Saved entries
-*-

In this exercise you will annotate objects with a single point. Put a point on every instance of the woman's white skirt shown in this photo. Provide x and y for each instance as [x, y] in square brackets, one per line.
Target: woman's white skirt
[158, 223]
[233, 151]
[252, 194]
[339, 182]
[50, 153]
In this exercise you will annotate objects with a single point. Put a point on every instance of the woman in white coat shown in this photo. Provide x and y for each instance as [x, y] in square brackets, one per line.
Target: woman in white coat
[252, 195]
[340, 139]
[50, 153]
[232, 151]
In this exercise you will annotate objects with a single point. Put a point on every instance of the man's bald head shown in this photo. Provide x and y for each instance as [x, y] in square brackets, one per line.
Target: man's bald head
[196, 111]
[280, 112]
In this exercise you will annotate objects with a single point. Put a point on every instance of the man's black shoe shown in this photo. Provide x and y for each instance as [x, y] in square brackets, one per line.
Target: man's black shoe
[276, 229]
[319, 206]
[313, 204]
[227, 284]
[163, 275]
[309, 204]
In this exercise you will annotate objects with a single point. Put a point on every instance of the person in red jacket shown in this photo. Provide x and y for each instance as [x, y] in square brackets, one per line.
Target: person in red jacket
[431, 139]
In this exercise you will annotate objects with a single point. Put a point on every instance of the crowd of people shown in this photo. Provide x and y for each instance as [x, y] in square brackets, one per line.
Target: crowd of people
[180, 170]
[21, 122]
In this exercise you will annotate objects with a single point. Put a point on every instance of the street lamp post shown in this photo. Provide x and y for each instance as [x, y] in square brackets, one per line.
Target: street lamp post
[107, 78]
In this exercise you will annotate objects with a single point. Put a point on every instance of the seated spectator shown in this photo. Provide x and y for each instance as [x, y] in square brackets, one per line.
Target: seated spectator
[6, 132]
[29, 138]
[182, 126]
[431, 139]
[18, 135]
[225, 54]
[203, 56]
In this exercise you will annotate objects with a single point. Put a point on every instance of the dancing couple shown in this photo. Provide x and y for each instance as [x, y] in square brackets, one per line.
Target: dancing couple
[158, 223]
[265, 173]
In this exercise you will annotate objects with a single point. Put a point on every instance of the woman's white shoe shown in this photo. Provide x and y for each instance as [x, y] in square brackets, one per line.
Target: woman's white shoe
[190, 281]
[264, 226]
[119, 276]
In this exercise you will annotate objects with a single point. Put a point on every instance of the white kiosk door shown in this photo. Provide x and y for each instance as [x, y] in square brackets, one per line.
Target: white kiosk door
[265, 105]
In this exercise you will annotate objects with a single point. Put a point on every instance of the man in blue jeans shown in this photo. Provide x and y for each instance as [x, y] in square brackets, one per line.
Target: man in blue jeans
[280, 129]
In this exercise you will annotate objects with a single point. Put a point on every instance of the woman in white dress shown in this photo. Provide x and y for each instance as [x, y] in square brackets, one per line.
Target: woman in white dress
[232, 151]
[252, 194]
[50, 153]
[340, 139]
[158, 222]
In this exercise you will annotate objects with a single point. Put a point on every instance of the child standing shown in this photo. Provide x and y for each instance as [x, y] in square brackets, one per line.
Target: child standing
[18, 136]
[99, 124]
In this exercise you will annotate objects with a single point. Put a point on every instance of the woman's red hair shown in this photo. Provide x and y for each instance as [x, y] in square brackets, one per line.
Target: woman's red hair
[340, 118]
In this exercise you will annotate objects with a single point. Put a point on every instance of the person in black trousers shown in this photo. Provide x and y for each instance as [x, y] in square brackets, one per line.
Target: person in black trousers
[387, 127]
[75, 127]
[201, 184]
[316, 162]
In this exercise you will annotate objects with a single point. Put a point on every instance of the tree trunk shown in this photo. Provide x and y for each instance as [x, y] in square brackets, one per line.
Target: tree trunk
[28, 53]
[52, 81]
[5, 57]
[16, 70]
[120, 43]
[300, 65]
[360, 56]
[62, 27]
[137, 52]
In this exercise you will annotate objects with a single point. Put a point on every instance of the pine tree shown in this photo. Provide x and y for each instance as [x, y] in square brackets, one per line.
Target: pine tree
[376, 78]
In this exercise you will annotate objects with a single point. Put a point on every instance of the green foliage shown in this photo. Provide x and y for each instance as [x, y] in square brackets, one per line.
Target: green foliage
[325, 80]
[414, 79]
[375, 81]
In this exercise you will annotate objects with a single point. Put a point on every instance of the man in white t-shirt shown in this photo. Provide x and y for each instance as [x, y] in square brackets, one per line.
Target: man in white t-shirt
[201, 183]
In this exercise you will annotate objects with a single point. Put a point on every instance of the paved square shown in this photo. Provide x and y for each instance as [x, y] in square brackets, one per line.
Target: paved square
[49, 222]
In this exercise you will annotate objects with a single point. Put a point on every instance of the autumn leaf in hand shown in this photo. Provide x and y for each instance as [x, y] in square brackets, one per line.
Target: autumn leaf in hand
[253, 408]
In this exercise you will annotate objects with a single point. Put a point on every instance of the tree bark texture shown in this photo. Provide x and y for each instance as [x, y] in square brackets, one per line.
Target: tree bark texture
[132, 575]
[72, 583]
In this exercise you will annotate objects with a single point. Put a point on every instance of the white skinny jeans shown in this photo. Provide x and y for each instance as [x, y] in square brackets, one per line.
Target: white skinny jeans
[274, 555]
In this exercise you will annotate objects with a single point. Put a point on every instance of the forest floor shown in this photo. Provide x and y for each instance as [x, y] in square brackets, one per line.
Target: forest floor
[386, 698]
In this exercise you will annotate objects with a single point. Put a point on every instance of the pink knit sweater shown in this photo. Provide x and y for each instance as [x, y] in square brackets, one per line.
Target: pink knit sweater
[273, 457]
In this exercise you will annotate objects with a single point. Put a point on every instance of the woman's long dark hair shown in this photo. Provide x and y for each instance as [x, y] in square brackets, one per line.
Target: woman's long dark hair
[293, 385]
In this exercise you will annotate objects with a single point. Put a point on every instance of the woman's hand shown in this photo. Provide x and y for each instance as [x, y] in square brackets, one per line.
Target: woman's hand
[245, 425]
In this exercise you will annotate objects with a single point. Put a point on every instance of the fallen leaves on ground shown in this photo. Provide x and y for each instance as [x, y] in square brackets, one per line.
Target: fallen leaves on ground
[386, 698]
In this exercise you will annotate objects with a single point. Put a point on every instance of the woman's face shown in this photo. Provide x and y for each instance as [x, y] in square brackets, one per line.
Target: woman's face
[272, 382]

-*-

#### WHAT IS REQUIRED:
Reproduce, exactly and with nothing added, the lines from the one that includes "the woman's hand" through the last line of the material.

#### RESULT BELOW:
In this exercise you will annotate objects with a single point. Put a point on every instance of the woman's hand shown in this photo. Provide x and y for each instance as [x, y] in square brackets, one per line.
Target: woman's hand
[245, 425]
In this exercise you will annotate objects with a single point. Put a point on every instance of the fallen leaves on ground shown in this photo. Provide x and y for each instance as [x, y] in square brackets, one per line.
Target: fallen leaves on ground
[386, 698]
In this exercise you will annotate objects with a single point. Put a point on every instance of the woman's face shown in this photo. Provide x and y for each instance as [x, y] in square brackets, one per line.
Target: woman's face
[272, 382]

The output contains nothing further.